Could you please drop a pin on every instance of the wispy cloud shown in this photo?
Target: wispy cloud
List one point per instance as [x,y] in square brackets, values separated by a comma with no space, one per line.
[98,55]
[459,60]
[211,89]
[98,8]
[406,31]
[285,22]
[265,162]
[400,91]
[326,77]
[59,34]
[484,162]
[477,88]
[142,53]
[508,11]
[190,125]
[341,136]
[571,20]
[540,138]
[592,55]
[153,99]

TO BE DONE ▸
Copy the records above line for line, without changing a single character.

CORRECT OUTPUT ▸
Could you please drop a pin on every instance of the wispy cloud shown in this photo?
Target: wispy cloud
List one point per instance as [x,y] in square brackets, values separated by a comma with no space, one per line.
[98,55]
[459,60]
[211,89]
[98,8]
[406,31]
[285,22]
[265,162]
[400,91]
[326,77]
[59,34]
[484,162]
[477,88]
[142,53]
[508,11]
[190,125]
[341,136]
[571,20]
[540,138]
[592,55]
[153,99]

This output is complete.